#### REQUIRED ACTIONS
1/ Please check the following statements against the essay on growing up Orthodox: (a) the narrator was the oldest child in the family; (b) Leah spoke to Rabbi Ezriel Tauber at someone's suggestion; (c) the night of the visit to Rabbi Tauber's office was chilly. Answer yes or no for each and quote the words of the essay that decide it.
2/ Carry on with the essay on growing up Orthodox, picking up right after its final sentence.

#### SOURCE

By the time I was ten years old I knew this life wasn’t for me. No, I was not molested. I was not beaten or abused in any way. I was the middle child in a large Orthodox family and I always felt loved and cared for. My parents are honest and kind, good people.
But there was something in this life filled with rules and limits that I couldn’t understand, something that tugged at my heart and told me that my path would be different. And all this before any Jew would disappoint and disgust me and lead my intellectual self running toward the place my heart had been taking me to.
I was fourteen at the time. I was hanging out with whomever I wanted. I was eating whatever I wanted. But I was in an Orthodox school and environment and my friends were, as well. I wasn’t doing drugs. I wasn’t staying out late with a bad crowd and partying. I was living the life I knew was right for me.
My friend Leah was rebellious. She knew she was would always be frum, but the pull of my attractive life had her acting out and doing stupid things. She was looking for answers and wanted help, so when someone suggested she speak to Rabbi Ezriel Tauber, she did. She liked him and found that his approach worked for her. Maybe she just wanted some extra attention and validation of what she already believed. In any case, she harassed me into going to see him. I did, just to make her stop.
And then my whole life changed.
My view of Jews and Rabbis became warped. He was the first of many to show themselves for who they really are – wolves in sheep’s clothing.
It was a chilly night and Rabbi Tauber’s small office was warm and cozy. I thought to myself, “This will be quick and easy”. Oh boy, was I wrong! So painfully wrong.

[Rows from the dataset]
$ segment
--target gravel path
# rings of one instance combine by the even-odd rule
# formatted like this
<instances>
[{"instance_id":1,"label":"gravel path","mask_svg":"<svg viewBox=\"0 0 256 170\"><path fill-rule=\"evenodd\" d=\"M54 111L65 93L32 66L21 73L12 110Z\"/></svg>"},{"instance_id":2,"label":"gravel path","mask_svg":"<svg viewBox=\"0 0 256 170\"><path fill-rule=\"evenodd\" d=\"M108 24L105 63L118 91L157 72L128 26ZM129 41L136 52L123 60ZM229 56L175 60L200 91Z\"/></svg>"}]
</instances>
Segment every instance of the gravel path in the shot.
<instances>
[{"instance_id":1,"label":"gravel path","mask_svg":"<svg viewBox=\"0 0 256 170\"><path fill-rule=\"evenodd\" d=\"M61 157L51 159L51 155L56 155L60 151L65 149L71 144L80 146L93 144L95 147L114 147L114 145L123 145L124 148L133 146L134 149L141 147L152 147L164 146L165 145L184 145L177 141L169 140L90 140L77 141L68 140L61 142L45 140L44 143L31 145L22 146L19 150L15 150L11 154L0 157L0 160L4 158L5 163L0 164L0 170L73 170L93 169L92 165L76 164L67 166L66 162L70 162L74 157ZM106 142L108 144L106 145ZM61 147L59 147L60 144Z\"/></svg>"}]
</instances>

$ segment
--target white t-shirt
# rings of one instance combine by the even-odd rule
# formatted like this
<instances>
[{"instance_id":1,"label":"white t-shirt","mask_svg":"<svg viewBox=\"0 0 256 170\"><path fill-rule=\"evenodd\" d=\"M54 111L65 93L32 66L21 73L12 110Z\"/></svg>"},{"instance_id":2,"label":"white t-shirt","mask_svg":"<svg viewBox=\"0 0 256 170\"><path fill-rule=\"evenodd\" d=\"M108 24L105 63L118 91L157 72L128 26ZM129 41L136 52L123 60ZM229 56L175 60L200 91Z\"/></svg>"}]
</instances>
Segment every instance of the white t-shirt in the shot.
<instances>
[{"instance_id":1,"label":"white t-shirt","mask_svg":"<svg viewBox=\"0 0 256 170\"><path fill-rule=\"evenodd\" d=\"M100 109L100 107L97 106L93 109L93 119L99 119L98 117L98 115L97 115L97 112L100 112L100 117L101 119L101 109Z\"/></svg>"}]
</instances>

#### RESPONSES TO THE TASKS
1/
(a) No: "I was the middle child in a large Orthodox family"
(b) Yes: "when someone suggested she speak to Rabbi Ezriel Tauber, she did"
(c) Yes: "It was a chilly night"

2/
The Rabbi told me that my soul wanted to be better than I was. That I was giving in to animalistic cravings and I had to stop. I told him I didn’t agree with him and liked where I was in my life. When he asked if I was involved with a guy, I was honest and said yes. Then he asked for the boy’s phone number. I was immediately suspicious and said I didn’t want to share that with him. Why did he want the number? The Rabbi said he just wanted to talk to my friend and see what kind of guy he was. I was curious. I wanted to know what he would say and how my friend would respond. So I gave him the number.
The Rabbi dialed the number while I sat there, totally trusting him at his word. And then he blew my naive world apart. He told my friend that I had come to him for help. That I wanted to break up with him but didn’t have the courage to do it myself. He said I wanted to be a better Jew and wanted nothing to do with my boys anymore. Consider the relationship over.
I was shocked.
Rabbis don’t lie! Rabbis are trustworthy! How could this have happened?! But it had.
I left Rabbi Tauber’s office with an open wound that night. Over the years salt has been poured on my wounds and they have been reopened wide, time and time again. The further away I travel from that world, the easier it is for me to breath. The air over here is clear.
I think I’ll stay.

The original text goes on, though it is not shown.